Page text>
══════════════════════════════

Patterns for Resilient Architecture — Part 4

Caching for Resiliency

Adrian Hornsby
Nov 12, 2018 · 10 min read

As noted in the New York Times article: “For Impatient Web Users, an Eye Blink Is Just Too Long to Wait,” a user’s perception of quality and a good experience is directly correlated to the speed at which content is delivered to them. Speed matters, and four out of five users will click away if loading takes too long. In fact, research shows that 250ms will provide a competitive advantage to the fastest of two competing solutions.

In 2007, Greg Linden, who previously worked at Amazon, stated that through A/B testing, he tried delaying a retail website page loading time in increments of 100ms, and found that even small delays would result in substantial and costly drops in revenue. With every 100ms increase in load time, sales dropped one percent. At the scale of Amazon, it’s clear that speed matters.

Content providers use caching techniques to get content to users faster. Cached content is served as if it is local to users, improving the delivery of static content.

══════════════════════════════

Record set>
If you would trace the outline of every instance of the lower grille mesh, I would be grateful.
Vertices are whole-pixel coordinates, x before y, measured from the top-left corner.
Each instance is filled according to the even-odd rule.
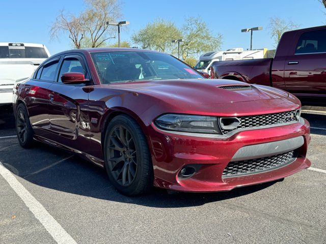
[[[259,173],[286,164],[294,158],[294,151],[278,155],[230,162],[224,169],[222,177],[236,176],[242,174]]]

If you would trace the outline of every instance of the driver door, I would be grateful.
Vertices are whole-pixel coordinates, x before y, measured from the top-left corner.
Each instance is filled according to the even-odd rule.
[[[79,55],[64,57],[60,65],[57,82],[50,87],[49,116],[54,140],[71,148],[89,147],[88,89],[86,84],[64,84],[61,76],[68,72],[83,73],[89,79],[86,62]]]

══════════════════════════════

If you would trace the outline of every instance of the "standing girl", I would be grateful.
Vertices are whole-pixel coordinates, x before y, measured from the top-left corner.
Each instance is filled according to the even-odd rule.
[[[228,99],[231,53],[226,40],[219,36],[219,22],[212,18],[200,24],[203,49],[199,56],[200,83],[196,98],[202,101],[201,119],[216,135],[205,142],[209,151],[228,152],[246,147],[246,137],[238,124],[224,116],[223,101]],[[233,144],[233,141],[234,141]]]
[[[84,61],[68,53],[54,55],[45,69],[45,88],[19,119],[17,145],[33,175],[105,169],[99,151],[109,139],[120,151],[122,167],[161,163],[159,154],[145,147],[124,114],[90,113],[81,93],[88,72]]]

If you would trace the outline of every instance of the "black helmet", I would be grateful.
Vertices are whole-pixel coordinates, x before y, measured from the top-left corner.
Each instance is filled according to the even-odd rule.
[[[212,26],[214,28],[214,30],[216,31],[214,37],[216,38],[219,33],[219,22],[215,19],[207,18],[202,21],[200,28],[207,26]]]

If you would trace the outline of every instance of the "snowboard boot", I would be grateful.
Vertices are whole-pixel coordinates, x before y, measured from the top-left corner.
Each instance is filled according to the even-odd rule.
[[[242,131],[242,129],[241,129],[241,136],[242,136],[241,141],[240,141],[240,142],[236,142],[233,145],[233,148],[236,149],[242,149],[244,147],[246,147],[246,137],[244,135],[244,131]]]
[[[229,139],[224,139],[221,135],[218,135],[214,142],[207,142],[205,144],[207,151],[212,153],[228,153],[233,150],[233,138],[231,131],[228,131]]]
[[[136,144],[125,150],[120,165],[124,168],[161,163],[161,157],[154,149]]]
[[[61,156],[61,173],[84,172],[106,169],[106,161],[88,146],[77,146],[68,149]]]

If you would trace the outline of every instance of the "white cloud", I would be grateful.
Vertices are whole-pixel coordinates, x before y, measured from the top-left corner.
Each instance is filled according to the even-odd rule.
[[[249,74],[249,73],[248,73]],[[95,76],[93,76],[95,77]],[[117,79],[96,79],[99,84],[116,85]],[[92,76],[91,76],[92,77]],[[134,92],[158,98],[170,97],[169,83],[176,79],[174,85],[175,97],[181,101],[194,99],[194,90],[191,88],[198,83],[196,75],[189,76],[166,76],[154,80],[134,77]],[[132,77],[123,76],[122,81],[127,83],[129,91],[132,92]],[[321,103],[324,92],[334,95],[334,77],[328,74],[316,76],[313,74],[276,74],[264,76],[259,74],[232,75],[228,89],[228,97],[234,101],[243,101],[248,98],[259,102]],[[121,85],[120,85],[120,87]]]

══════════════════════════════

Aim of the exercise> Reproduce the part of the caching article between "Caching for Resiliency" and "two competing solutions.", inclusive, word for word.

Response to the exercise>
Caching for Resiliency

Adrian Hornsby
Nov 12, 2018 · 10 min read

As noted in the New York Times article: “For Impatient Web Users, an Eye Blink Is Just Too Long to Wait,” a user’s perception of quality and a good experience is directly correlated to the speed at which content is delivered to them. Speed matters, and four out of five users will click away if loading takes too long. In fact, research shows that 250ms will provide a competitive advantage to the fastest of two competing solutions.